* **WHAT IS BEING ASKED**:
Copy nothing from the entries below except the lines from the one containing "Target: white t-shirt" through the one containing "Target: conical straw hat", and copy those exactly.
-=-=-
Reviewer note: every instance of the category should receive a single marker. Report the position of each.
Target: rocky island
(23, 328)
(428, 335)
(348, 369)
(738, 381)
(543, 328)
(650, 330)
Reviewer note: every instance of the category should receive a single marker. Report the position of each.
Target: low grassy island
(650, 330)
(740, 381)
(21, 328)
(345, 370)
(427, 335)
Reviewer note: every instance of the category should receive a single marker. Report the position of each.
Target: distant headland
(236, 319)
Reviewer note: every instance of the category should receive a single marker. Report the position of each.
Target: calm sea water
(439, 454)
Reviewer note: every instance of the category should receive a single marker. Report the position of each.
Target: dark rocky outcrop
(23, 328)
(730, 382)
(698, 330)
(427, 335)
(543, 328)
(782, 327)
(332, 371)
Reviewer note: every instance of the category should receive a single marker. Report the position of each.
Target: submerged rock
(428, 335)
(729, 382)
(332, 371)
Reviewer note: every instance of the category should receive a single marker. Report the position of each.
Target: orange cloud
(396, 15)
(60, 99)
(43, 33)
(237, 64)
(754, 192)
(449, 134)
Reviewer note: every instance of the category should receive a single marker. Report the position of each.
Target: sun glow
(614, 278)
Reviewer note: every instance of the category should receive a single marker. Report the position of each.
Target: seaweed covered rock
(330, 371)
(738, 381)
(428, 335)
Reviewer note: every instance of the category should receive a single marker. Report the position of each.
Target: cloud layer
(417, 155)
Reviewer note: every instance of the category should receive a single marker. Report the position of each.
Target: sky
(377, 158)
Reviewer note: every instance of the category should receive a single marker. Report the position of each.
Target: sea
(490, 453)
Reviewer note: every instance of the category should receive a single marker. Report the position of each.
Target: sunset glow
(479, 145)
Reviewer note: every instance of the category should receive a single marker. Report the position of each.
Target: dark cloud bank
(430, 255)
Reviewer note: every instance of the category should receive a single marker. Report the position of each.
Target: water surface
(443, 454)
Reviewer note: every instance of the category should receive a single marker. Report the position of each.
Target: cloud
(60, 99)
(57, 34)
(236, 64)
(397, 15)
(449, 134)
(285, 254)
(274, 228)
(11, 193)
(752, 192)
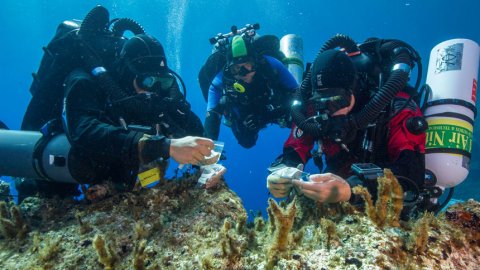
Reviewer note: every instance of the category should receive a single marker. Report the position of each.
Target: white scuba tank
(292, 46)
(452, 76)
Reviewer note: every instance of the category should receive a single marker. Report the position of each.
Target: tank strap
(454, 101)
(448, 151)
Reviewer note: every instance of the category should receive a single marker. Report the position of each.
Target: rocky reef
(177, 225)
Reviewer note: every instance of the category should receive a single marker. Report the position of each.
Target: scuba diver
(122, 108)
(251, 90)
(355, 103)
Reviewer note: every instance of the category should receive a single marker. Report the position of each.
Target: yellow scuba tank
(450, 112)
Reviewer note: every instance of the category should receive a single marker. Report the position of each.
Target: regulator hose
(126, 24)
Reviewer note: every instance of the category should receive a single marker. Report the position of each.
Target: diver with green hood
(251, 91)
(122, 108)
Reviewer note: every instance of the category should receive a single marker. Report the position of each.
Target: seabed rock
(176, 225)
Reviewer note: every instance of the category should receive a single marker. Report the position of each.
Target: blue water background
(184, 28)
-=-=-
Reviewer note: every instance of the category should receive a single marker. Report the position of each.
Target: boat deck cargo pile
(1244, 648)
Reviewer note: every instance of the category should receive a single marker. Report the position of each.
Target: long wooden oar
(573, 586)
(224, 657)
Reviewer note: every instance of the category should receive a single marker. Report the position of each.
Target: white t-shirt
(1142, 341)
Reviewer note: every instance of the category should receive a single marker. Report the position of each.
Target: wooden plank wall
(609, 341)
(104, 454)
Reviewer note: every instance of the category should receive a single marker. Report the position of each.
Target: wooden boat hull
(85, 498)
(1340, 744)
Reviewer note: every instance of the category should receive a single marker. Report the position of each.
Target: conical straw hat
-=-=-
* **RESPONSE TO THE TASK**:
Target: white t-shirt
(1142, 341)
Reviewer note: every instance of the category should receive a single marker. Report the position of each.
Target: wooden plank wall
(609, 341)
(104, 454)
Reviewer note: every instance of the category should receive a single marker. Report the position of each.
Target: wooden boat hull
(85, 498)
(1340, 744)
Reviewer note: every instance of the category should receive a single marker. Report the position of each.
Target: conical straw hat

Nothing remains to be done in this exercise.